-- AUFGABE 1 --
Skaliere in den Datensätzen alles von der Zeile mit „the virgin mary's“ bis hinunter zum Ende der Datensätze und gib nur diese Zeilen vollständig wieder, einschließlich jeder Zeile mit Text. Multipliziere dabei jede Punktkoordinate mit 2,25 und runde auf ganze Zahlen, wobei Hälften aufgerundet werden.

-- DOKUMENTTEXT --
◆ ◆ ◆

# Game of Thrones: Das Ende der Bücher von George R.R. Martin wird sich teilweise von der TV-Serie unterscheiden



## PCGH-Redaktion (23. Mai 2019)

Jetzt ist Ihre Meinung gefragt zu *Game of Thrones: Das Ende der Bücher von George R.R. Martin wird sich teilweise von der TV-Serie unterscheiden*

						Die finale Staffel von Game of Thrones hat die Geschichte um den Kampf um den Eisernen Thron von Westeros mehr oder minder befriedigend zu Ende gebracht. Das bezieht sich zumindest auf das Medium TV-Show. Denn die Romanvorlage "Das Lied von Eis und Feuer" von Autor George R.R. Martin bedarf noch eines würdigen Abschlusses. Martin muss noch die zwei Bücher The Winds of Winter und A Dream of Spring fertigstellen. Aber da könnte es dann doch noch zu Änderungen im direkten Vergleich zur Hit-Serie kommen.

◆ ◆ ◆

-- DATENSÄTZE ZUR ÜBUNG --
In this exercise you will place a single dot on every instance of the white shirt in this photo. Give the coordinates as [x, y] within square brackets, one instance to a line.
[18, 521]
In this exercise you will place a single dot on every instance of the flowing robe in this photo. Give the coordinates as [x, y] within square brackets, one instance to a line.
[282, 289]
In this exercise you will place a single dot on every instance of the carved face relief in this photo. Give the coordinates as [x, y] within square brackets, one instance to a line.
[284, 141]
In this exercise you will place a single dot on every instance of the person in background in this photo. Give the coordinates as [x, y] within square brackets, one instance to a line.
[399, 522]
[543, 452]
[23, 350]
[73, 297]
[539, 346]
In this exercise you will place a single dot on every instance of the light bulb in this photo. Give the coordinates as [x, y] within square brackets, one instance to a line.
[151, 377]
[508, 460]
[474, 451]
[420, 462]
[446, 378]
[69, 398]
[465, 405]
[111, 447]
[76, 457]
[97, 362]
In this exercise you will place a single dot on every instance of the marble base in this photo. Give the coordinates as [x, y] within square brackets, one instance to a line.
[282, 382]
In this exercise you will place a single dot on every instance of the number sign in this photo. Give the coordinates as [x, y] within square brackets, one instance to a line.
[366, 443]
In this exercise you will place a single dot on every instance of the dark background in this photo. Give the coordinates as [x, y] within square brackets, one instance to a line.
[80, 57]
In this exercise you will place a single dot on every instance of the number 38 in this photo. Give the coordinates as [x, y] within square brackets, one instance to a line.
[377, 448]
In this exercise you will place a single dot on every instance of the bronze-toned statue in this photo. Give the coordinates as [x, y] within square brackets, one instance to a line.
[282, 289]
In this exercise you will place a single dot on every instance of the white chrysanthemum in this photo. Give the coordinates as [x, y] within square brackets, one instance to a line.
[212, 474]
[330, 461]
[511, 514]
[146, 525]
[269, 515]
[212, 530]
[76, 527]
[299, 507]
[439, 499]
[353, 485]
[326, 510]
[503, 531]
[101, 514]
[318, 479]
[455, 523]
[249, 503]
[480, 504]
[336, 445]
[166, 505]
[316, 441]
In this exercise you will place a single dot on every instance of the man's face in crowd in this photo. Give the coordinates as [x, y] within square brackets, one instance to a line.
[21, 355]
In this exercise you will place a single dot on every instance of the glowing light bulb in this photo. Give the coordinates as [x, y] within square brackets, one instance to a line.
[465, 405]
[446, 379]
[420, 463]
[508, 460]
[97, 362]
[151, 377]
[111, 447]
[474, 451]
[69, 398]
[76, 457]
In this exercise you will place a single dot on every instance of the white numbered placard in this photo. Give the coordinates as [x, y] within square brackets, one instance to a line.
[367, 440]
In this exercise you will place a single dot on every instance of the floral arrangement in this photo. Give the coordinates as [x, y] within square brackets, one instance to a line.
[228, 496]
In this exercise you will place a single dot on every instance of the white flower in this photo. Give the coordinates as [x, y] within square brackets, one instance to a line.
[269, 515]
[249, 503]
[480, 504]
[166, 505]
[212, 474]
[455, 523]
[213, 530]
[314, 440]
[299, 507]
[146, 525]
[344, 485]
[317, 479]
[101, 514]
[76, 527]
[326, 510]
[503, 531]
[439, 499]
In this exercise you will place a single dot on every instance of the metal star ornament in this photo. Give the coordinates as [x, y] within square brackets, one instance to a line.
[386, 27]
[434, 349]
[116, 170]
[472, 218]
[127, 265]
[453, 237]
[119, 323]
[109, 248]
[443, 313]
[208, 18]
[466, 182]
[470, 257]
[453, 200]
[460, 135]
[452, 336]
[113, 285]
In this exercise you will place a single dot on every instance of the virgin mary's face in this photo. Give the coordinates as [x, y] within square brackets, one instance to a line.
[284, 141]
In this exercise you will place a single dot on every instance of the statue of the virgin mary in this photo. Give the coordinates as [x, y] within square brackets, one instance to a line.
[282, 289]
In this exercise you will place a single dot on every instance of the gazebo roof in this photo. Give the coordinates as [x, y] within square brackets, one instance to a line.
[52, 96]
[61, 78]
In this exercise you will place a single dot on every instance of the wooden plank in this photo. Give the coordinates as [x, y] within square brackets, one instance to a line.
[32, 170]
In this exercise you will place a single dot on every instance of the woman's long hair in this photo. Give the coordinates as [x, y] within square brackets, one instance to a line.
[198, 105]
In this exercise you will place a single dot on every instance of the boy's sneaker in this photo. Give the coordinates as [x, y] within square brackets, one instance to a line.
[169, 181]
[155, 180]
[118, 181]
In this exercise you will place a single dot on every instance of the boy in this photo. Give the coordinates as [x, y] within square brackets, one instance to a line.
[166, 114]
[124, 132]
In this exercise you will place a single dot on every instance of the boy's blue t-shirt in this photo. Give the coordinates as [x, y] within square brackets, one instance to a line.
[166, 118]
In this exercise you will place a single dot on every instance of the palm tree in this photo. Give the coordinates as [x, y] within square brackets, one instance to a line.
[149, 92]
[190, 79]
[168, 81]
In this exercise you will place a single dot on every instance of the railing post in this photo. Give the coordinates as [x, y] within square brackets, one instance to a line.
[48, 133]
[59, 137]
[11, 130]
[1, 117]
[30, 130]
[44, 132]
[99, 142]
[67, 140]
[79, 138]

◆ ◆ ◆

-- AUFGABE 2 --
Zitiere aus dem Artikel über das Ende von Game of Thrones wortgetreu alles von „Die finale Staffel“ bis hinunter zu „zur Hit-Serie kommen.“.

-- AUSGEARBEITETE LÖSUNG 1 --
In this exercise you will place a single dot on every instance of the virgin mary's face in this photo. Give the coordinates as [x, y] within square brackets, one instance to a line.
[639, 317]
In this exercise you will place a single dot on every instance of the statue of the virgin mary in this photo. Give the coordinates as [x, y] within square brackets, one instance to a line.
[635, 650]
In this exercise you will place a single dot on every instance of the gazebo roof in this photo. Give the coordinates as [x, y] within square brackets, one instance to a line.
[117, 216]
[137, 176]
In this exercise you will place a single dot on every instance of the wooden plank in this photo. Give the coordinates as [x, y] within square brackets, one instance to a line.
[72, 383]
In this exercise you will place a single dot on every instance of the woman's long hair in this photo. Give the coordinates as [x, y] within square brackets, one instance to a line.
[446, 236]
In this exercise you will place a single dot on every instance of the boy's sneaker in this photo. Give the coordinates as [x, y] within square brackets, one instance to a line.
[380, 407]
[349, 405]
[266, 407]
In this exercise you will place a single dot on every instance of the boy in this photo. Give the coordinates as [x, y] within square brackets, one instance to a line.
[374, 257]
[279, 297]
In this exercise you will place a single dot on every instance of the boy's blue t-shirt in this photo. Give the coordinates as [x, y] within square brackets, one instance to a line.
[374, 266]
In this exercise you will place a single dot on every instance of the palm tree in this photo. Give the coordinates as [x, y] within square brackets, one instance to a line.
[335, 207]
[428, 178]
[378, 182]
In this exercise you will place a single dot on every instance of the railing post in this photo. Give the coordinates as [x, y] within square brackets, one instance to a line.
[108, 299]
[133, 308]
[25, 293]
[2, 263]
[68, 293]
[99, 297]
[223, 320]
[151, 315]
[178, 311]

-- AUSGEARBEITETE LÖSUNG 2 --
Die finale Staffel von Game of Thrones hat die Geschichte um den Kampf um den Eisernen Thron von Westeros mehr oder minder befriedigend zu Ende gebracht. Das bezieht sich zumindest auf das Medium TV-Show. Denn die Romanvorlage "Das Lied von Eis und Feuer" von Autor George R.R. Martin bedarf noch eines würdigen Abschlusses. Martin muss noch die zwei Bücher The Winds of Winter und A Dream of Spring fertigstellen. Aber da könnte es dann doch noch zu Änderungen im direkten Vergleich zur Hit-Serie kommen.